● **WHAT IS ASKED**: Nothing but the lines from the one containing "Where can you spot the reflection" through the last line should be written out, please, exactly as they stand.

● **RECORDS FOR THE EXERCISE**:
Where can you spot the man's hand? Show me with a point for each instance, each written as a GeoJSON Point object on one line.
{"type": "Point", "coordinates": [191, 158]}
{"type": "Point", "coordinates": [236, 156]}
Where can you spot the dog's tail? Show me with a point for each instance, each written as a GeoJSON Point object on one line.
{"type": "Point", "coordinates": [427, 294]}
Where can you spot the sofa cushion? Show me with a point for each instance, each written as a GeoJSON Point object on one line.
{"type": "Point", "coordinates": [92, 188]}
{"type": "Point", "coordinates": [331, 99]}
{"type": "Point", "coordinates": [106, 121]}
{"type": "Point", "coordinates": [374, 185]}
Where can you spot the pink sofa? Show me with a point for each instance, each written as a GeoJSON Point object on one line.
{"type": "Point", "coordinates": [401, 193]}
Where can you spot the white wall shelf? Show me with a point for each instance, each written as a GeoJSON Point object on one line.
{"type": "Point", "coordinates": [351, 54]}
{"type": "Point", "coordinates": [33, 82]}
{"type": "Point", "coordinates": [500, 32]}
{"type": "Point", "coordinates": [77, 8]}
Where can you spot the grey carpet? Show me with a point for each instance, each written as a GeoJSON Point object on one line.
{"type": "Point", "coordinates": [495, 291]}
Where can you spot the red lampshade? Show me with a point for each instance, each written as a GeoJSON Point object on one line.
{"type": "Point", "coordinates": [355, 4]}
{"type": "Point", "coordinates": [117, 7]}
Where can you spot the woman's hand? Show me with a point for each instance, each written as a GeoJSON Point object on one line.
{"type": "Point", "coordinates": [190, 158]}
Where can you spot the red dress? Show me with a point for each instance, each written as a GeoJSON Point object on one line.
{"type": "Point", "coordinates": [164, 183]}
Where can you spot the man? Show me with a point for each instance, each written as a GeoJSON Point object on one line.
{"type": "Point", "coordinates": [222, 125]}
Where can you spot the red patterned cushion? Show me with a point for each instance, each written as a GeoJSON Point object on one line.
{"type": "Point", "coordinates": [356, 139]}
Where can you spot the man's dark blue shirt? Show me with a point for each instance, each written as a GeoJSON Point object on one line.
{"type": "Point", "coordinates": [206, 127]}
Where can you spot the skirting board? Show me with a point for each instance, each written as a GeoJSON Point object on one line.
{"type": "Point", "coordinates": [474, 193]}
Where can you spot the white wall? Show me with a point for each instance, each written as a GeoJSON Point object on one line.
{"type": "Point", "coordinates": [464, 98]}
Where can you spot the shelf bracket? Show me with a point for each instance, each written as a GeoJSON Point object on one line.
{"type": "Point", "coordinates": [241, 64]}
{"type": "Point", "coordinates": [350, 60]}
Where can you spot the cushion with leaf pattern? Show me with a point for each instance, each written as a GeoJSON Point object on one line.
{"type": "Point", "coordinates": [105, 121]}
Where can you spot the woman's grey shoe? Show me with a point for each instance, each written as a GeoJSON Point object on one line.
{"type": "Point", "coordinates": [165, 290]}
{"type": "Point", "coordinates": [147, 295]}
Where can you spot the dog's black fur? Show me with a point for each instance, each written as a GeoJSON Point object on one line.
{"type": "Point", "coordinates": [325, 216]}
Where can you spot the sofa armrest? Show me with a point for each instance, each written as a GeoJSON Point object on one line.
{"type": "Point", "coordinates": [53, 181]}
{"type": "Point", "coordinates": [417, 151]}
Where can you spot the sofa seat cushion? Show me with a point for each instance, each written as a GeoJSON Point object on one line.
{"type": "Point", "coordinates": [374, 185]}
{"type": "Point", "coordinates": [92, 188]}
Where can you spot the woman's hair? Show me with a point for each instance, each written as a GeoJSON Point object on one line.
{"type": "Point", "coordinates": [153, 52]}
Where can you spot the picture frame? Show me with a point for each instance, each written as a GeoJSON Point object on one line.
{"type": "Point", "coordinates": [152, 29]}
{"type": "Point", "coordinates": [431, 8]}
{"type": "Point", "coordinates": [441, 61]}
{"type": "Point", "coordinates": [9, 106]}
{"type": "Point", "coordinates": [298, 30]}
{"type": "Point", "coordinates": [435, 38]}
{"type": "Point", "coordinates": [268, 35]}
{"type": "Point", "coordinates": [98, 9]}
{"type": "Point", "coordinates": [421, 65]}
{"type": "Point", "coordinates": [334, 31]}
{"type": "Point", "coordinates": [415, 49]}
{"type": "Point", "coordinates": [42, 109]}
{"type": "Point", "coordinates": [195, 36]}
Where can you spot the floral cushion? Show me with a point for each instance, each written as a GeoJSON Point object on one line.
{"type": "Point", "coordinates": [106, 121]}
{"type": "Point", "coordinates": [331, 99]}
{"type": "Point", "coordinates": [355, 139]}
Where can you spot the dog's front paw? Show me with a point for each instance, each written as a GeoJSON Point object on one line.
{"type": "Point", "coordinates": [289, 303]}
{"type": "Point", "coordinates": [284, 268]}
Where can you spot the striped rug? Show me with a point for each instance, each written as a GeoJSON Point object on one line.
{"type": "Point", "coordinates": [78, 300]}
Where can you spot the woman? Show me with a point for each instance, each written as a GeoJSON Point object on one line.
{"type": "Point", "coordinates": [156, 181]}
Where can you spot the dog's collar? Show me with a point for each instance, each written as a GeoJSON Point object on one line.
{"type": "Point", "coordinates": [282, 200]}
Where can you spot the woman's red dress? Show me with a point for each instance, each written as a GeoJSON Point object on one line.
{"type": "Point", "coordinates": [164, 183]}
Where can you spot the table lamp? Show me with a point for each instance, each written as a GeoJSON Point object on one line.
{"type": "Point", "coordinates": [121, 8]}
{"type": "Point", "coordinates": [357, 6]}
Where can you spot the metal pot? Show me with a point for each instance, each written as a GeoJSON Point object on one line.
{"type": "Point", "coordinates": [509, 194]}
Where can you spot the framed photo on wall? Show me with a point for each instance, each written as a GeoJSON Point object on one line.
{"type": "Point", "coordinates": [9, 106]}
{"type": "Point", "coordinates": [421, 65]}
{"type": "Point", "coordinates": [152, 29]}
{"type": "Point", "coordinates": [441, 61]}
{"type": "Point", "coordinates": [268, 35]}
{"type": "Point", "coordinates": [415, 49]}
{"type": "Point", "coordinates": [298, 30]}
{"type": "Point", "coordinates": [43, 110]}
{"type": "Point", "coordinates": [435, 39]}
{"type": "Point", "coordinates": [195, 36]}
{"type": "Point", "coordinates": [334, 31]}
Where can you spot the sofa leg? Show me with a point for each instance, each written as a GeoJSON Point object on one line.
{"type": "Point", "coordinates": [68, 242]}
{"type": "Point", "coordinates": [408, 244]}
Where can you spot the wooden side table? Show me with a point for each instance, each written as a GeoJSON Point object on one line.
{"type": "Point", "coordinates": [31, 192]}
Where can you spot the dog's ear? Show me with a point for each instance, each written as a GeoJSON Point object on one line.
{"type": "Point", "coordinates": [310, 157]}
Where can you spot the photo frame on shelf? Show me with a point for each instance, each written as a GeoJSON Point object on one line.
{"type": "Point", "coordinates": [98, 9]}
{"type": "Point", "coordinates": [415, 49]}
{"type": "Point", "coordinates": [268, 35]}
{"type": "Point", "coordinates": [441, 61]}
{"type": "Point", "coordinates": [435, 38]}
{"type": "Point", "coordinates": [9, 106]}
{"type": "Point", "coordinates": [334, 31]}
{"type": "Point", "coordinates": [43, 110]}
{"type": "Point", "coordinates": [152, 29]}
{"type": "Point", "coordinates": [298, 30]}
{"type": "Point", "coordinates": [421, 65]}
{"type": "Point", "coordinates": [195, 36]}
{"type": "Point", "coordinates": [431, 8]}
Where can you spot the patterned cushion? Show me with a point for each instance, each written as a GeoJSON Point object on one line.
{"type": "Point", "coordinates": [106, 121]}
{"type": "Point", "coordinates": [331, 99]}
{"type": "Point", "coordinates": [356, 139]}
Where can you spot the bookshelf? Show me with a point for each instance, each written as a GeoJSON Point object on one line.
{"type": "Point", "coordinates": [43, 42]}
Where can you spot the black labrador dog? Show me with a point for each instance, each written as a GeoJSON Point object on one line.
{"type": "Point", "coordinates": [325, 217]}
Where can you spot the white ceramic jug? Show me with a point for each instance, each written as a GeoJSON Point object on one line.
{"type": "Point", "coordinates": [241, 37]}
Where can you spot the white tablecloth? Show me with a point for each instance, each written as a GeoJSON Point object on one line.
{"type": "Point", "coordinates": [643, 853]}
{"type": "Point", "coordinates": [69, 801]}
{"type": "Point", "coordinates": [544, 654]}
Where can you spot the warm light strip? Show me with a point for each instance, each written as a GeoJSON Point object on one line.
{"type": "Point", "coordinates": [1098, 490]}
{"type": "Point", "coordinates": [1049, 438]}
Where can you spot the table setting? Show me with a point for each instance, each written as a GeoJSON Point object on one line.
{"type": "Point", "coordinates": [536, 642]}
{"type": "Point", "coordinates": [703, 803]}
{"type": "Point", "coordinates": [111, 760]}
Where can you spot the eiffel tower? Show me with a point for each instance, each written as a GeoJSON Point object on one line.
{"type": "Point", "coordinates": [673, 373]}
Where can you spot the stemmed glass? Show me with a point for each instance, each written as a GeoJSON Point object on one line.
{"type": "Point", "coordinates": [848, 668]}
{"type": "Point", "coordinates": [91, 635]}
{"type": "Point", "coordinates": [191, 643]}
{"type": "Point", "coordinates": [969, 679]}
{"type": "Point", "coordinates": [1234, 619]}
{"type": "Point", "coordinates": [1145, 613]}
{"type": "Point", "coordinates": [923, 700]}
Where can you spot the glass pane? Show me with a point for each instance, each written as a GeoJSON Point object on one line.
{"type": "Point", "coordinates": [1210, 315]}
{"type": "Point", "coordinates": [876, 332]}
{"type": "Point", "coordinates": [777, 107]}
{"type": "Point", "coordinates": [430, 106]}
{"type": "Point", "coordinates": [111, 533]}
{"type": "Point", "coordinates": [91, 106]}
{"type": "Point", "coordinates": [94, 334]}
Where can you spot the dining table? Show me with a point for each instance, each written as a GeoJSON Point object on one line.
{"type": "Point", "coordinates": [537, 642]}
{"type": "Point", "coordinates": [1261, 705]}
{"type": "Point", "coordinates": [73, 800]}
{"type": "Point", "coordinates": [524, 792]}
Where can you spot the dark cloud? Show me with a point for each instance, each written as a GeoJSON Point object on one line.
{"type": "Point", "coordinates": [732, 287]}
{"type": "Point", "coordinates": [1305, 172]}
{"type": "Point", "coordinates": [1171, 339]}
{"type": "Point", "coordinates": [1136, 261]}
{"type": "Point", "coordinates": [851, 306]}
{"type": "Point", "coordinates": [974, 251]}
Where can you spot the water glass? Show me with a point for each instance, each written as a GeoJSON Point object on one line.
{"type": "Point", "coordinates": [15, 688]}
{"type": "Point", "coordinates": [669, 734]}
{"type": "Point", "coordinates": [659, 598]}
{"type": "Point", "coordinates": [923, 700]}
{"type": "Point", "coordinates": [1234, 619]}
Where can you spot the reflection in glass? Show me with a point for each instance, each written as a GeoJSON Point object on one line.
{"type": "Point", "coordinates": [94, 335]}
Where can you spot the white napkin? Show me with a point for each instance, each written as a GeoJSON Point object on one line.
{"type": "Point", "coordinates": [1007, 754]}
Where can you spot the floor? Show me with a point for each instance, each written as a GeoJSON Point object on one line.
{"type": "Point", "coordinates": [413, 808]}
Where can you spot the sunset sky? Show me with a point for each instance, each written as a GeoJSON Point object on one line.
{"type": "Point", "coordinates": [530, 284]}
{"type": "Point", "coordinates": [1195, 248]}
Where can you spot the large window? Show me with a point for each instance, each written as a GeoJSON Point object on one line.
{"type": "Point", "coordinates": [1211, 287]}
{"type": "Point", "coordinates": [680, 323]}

● **SOLUTION TO THIS TASK**:
Where can you spot the reflection in glass? Show me with a point for each instance, each written as a GeoJSON Point object on one line.
{"type": "Point", "coordinates": [94, 335]}
Where can you spot the white napkin? Show me with a point for each instance, each written as a GeoJSON Point object on one line.
{"type": "Point", "coordinates": [1007, 754]}
Where can you spot the floor? Show me with a point for each instance, each written as a GeoJSON Point object on one line.
{"type": "Point", "coordinates": [413, 808]}
Where can you spot the sunset sky? Show me with a point for each instance, each written as a GeoJSON Point object on one line.
{"type": "Point", "coordinates": [530, 284]}
{"type": "Point", "coordinates": [1195, 248]}
Where can you spot the large window? Show me with a point for each instance, each written as a GeoJSON Point object on one line.
{"type": "Point", "coordinates": [1211, 287]}
{"type": "Point", "coordinates": [680, 323]}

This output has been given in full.